Task objective:
Format these lines as a Markdown table with the columns Row and Line, numbering each row and skipping blank lines. Omit the pictures from the table.

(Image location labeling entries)
____________

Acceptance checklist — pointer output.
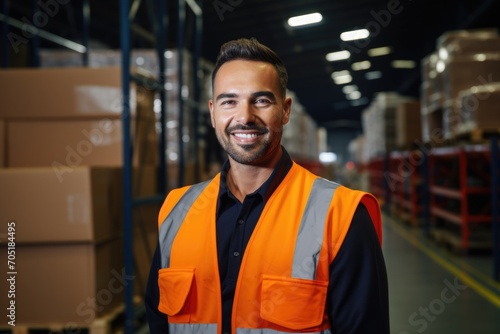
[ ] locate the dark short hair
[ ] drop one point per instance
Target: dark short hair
(251, 49)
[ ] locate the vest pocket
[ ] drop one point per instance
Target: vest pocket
(293, 303)
(174, 285)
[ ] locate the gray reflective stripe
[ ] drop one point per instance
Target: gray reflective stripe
(172, 223)
(192, 328)
(312, 227)
(271, 331)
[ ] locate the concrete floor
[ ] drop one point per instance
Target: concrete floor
(433, 290)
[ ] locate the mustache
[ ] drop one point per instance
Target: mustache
(251, 127)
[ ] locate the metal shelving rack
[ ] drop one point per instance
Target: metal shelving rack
(160, 18)
(160, 23)
(405, 184)
(462, 191)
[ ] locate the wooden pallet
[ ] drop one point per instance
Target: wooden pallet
(102, 325)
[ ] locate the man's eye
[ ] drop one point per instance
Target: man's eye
(262, 101)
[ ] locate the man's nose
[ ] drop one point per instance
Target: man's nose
(245, 113)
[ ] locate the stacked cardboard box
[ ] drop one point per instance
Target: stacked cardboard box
(408, 124)
(301, 136)
(62, 186)
(146, 61)
(379, 124)
(462, 59)
(478, 108)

____________

Complete answer:
| Row | Line |
|---|---|
| 1 | Acceptance checklist — pointer output. |
| 2 | [ ] locate the dark short hair |
| 3 | [ ] drop one point per instance |
| 4 | Target: dark short hair |
| 5 | (251, 49) |
| 6 | [ ] locate the vest pocket |
| 7 | [ ] drop one point per instance |
| 8 | Target: vest pocket |
| 9 | (293, 303) |
| 10 | (174, 285) |
| 11 | [ ] locate the gray reflective stripe |
| 12 | [ ] drop one point per instance |
| 13 | Target: gray reflective stripe |
| 14 | (172, 223) |
| 15 | (192, 328) |
| 16 | (312, 227) |
| 17 | (271, 331) |
| 18 | [ ] locate the concrete floor |
| 19 | [ ] drop one point per instance |
| 20 | Target: concrete floor |
| 21 | (433, 290) |
| 22 | [ ] locate the mustache |
| 23 | [ ] drop one point per instance |
| 24 | Target: mustache |
| 25 | (251, 127) |
| 26 | [ ] locate the metal shelving rack |
| 27 | [ ] drop one point per instance |
| 28 | Target: metal shelving rack |
| 29 | (160, 18) |
| 30 | (160, 23) |
| 31 | (405, 184) |
| 32 | (462, 191) |
| 33 | [ ] locate the wooden pallet |
| 34 | [ ] drop one point per instance |
| 35 | Target: wooden pallet |
| 36 | (102, 325) |
| 37 | [ ] locate the man's eye |
| 38 | [ ] drop one point per instance |
| 39 | Target: man's eye |
| 40 | (262, 101) |
| 41 | [ ] locate the man's nose |
| 42 | [ ] drop one point per instance |
| 43 | Target: man's nose |
| 44 | (245, 113) |
| 45 | [ ] locate the stacked cardboard box |
| 46 | [ ] drop one point per instance |
| 47 | Target: stacked cardboard box |
| 48 | (408, 124) |
| 49 | (301, 136) |
| 50 | (62, 186) |
| 51 | (146, 61) |
| 52 | (379, 124) |
| 53 | (462, 59) |
| 54 | (478, 108) |